● **Instructions for the task**
Carry on the article about Chai, the artist who turns discarded materials into art, from its last sentence.

● **Extract**
******************************

But Chai is something different altogether — an artist with a passion for transforming landfill-destined materials into beauty. He can take a thin sheet of packing plastic from an empty X-ray film box, carve a face into it with a utility knife and create a luminary — a small light box that sells for $85.

It's a form of recycling, true; but Chai is more of an accidental environmentalist. He was green before it was trendy, spotting promise in what was essentially trash. But he wasn't really doing it to be eco-friendly.

"The idea of going from rubbish to art sort of just evolved," he said. "I never thought of myself as a green artist."

He was more of a wood sculptor when he started using cast-off materials in 1994. Chai, who works at The Queen's Medical Center as a patient transporter, was walking by the loading dock one day and noticed packing crates made from cardboard that was nearly an inch thick. By cutting the cardboard into smaller and smaller concentric circles, he made a huge coffee mug for Coffee Talk in Kaimukí.

"Since then, I have always kept an eye out for stuff," he said. "I see possibilities. I used to drive through neighborhoods and see stuff out for bulk pickup and think, 'Oh, that would be neat.' "

He once brought home a large, wok-shaped metal cone that had been used to focus light from a street lamp. Chai pulled it from a pile of weeds by the roadside, but it was two years before he could figure out how to use it.

The 54-year-old Chai grew up in Kailua and graduated from the University of Hawai'i-Mänoa, where he earned a degree in art — ceramics and sculpture — in 1976. Initially, though, he worked as an independent graphic artist. He wound up at Queen's in 1991, at a time when he also was searching for more ways to express himself through art.

******************************

● **Supplied information**
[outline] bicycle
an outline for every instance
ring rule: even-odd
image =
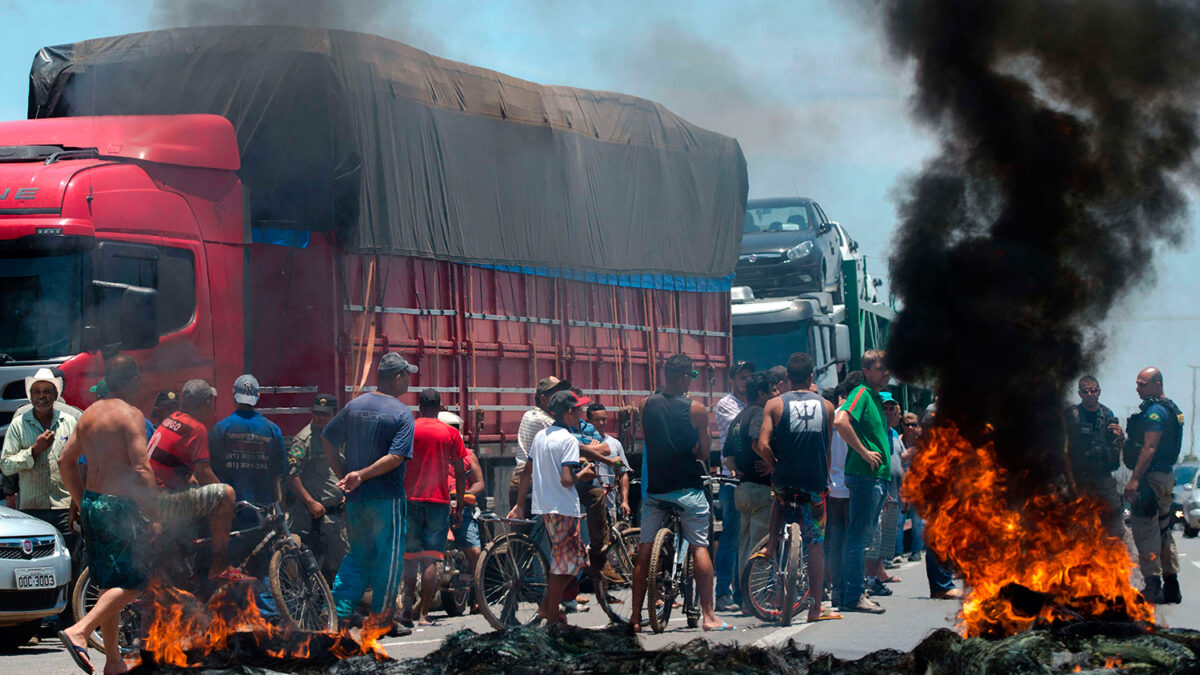
[[[714,488],[722,484],[737,485],[738,480],[722,476],[704,477],[704,496],[709,502],[708,532],[713,532],[713,495]],[[655,633],[666,631],[671,621],[677,596],[683,597],[683,613],[688,617],[688,627],[700,626],[700,589],[695,580],[695,551],[683,538],[679,507],[668,506],[662,527],[654,534],[650,549],[650,565],[646,584],[646,607],[650,629]],[[676,545],[679,542],[679,545]]]
[[[630,480],[630,488],[638,480]],[[605,498],[614,489],[616,483],[605,484]],[[608,565],[623,579],[620,584],[601,575],[596,584],[596,602],[613,623],[628,625],[634,605],[634,567],[637,565],[637,549],[642,543],[641,527],[622,527],[625,520],[608,514],[608,550],[605,555]],[[624,611],[622,611],[624,610]],[[644,620],[643,620],[644,622]]]
[[[294,631],[337,631],[334,593],[325,583],[312,551],[288,531],[280,506],[272,503],[258,507],[248,502],[238,502],[234,508],[247,512],[256,519],[252,526],[229,533],[230,554],[250,549],[244,556],[230,558],[234,567],[245,567],[264,551],[269,552],[268,581],[283,625]],[[257,543],[251,546],[250,542]],[[156,562],[162,563],[156,571],[156,577],[172,586],[196,591],[196,595],[206,591],[205,567],[211,544],[212,539],[208,537],[182,542],[174,538],[156,542],[156,548],[163,551],[162,555],[154,557]],[[76,621],[88,614],[102,591],[103,589],[91,584],[90,571],[85,567],[76,581],[71,597]],[[122,655],[132,656],[138,650],[137,644],[142,637],[140,603],[139,599],[121,613]],[[103,653],[104,644],[98,629],[88,635],[88,644]]]
[[[791,510],[785,508],[785,513]],[[767,548],[770,534],[760,539],[755,544],[755,552],[746,560],[740,580],[742,597],[749,602],[750,611],[762,621],[778,621],[780,626],[790,626],[792,617],[808,609],[812,602],[809,597],[808,556],[800,526],[787,520],[790,519],[785,518],[775,555],[767,557],[760,554]],[[780,608],[786,607],[791,607],[792,611],[781,611]]]
[[[535,623],[550,580],[550,562],[542,549],[545,545],[548,550],[550,538],[541,518],[500,518],[487,512],[479,515],[479,524],[491,533],[475,563],[479,611],[497,631]],[[502,526],[505,531],[493,531]]]

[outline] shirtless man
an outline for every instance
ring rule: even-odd
[[[130,359],[109,364],[104,377],[109,387],[131,387],[138,378]],[[115,372],[114,372],[115,371]],[[88,460],[86,490],[72,471],[79,455]],[[145,417],[120,399],[91,405],[79,418],[74,435],[59,459],[62,482],[71,501],[79,507],[89,569],[96,585],[106,591],[79,622],[59,632],[59,639],[84,673],[92,673],[88,635],[98,626],[104,639],[104,674],[125,673],[118,644],[118,622],[126,605],[137,599],[146,583],[146,572],[134,561],[149,516],[157,521],[157,485],[146,456]],[[139,508],[140,507],[140,508]]]

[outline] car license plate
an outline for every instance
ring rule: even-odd
[[[54,568],[50,567],[26,567],[17,571],[17,589],[53,589]]]

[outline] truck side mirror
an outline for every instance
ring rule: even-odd
[[[121,292],[121,350],[158,345],[158,291],[130,286]]]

******************************

● **Answer for the task**
Although he was a wood sculptor who created striking and intricate work that hangs in galleries, restaurants and private homes, word got around about what Chai was doing with discarded items, especially cardboard. Friends on the loading dock would call and his neighbors dropped off things they had found.

The staff at Queen's liked his work so much that last year they replaced their traditional Christmas tree in the lobby with a 10-foot-tall cardboard tree decorated with cardboard art. This year, Chai cut out 150 small geckos and challenged his co-workers to decorate them for the tree. He also cut out 45 larger geckos for a holiday decorating contest at the hospital.

But he bristled at a suggestion several years ago, at a festival where he was trying to sell his art, that he should give it away because it was made from trash. Chai was even described as a Dumpster diver — he's ambivalent about that — and he recently tried to focus more on art that used wood veneer because he didn't like the fact that he was called "the cardboard artist."

"I think people got the impression I was homeless," said Chai, who is anything but homeless. He and his wife, author Makana Risser Chai, live on a beachfront rental property in Kailua.

"Now it's different," he said. "Now being a Dumpster diver means you're green and you don't want to see things going to waste."